= STATED EXERCISE =
Copy the lines below word for word, keeping every character, space, and line break unchanged.
****
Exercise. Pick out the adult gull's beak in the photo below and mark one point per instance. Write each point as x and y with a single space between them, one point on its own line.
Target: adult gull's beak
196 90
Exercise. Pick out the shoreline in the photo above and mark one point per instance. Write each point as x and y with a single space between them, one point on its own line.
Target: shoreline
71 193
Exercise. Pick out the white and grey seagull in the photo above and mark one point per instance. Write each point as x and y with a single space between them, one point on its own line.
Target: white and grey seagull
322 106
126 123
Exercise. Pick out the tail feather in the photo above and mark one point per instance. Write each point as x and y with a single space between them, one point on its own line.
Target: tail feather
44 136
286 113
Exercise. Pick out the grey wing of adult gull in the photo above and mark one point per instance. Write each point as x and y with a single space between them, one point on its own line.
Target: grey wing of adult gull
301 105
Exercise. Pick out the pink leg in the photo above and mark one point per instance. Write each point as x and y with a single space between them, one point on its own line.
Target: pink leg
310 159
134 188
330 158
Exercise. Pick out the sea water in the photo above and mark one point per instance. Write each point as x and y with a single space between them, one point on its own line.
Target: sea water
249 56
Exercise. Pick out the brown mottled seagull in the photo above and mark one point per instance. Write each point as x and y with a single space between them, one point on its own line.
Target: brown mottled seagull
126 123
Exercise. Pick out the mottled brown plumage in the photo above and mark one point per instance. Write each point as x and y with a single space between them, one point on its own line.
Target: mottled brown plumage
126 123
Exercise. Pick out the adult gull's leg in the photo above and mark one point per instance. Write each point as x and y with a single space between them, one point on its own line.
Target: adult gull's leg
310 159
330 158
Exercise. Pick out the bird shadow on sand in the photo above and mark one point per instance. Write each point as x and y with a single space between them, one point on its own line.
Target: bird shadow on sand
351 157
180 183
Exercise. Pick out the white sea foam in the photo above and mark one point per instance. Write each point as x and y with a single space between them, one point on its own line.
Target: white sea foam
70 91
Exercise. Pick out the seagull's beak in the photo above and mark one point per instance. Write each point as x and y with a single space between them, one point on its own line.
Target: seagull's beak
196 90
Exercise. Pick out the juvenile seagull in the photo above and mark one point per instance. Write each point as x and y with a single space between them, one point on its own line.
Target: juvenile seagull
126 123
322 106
****
= RESULT OF THE TASK =
Exercise. Pick out the adult gull's beak in the photo below and mark one point per instance. Write each point as x and y with a single space between them, one point on its own line.
Target: adult gull's beak
196 90
Exercise. Pick out the shoreline in the photo above and mark one point per instance. Write each point as x and y with a single space between them, one point on its own line.
Target: shoreline
71 193
Exercise. Pick out the white and grey seagull in the photo above and mark one point per instance. Write each point as x and y with a single space between them, one point on its own line.
Target: white and grey seagull
322 106
126 123
Exercise. Pick out the tail feather in the photo above and mark one point per instance. Write each point as x and y with a single space between them, one point on its own line.
Target: tail feather
44 136
286 113
Exercise. Pick out the grey wing of adult gull in the photo above and mark one point per instance. Write each point as x and y with a single space between them, one point on its own line.
Target: grey wing of adult gull
301 105
Exercise. Pick out the pink leg in the photo above and mark one point per instance. Write each point as x and y with a single space between them, one point on its own line.
Target: pink leg
310 159
134 188
330 158
Exercise. Pick out the sea water in the photo above and mark one point per instance. Write each point as x and y with a single space between them, one point on its own line.
Target: sea water
249 56
Exercise. Pick out the brown mottled seagull in the photo above and mark one point per instance. Write each point as x and y with a single space between them, one point on its own line.
Target: brown mottled seagull
126 123
Exercise. Pick out the mottled brown plumage in the photo above and mark one point per instance. Write each point as x and y with a single space between them, one point on its own line.
Target: mottled brown plumage
126 123
Exercise. Pick out the adult gull's leg in the photo above and mark one point per instance. Write each point as x and y with a single space between them, one point on its own line.
Target: adult gull's leg
310 159
330 158
Exercise. Pick out the bird shadow on sand in the photo above and mark one point per instance. Write each point as x and y with a single space between them, one point on its own line.
Target: bird shadow on sand
351 157
180 183
Exercise. Pick out the white sea foam in the photo above and mark one point per instance. Write each point as x and y with a single space between them, one point on its own line.
Target: white sea foam
70 91
Exercise. Pick out the seagull's beak in the photo above and mark one point per instance. Write each point as x and y with a single space between them, one point on its own line.
Target: seagull's beak
196 90
Exercise. Pick out the juvenile seagull in the photo above and mark one point per instance. Write each point as x and y with a single space between them, one point on its own line.
Target: juvenile seagull
126 123
322 106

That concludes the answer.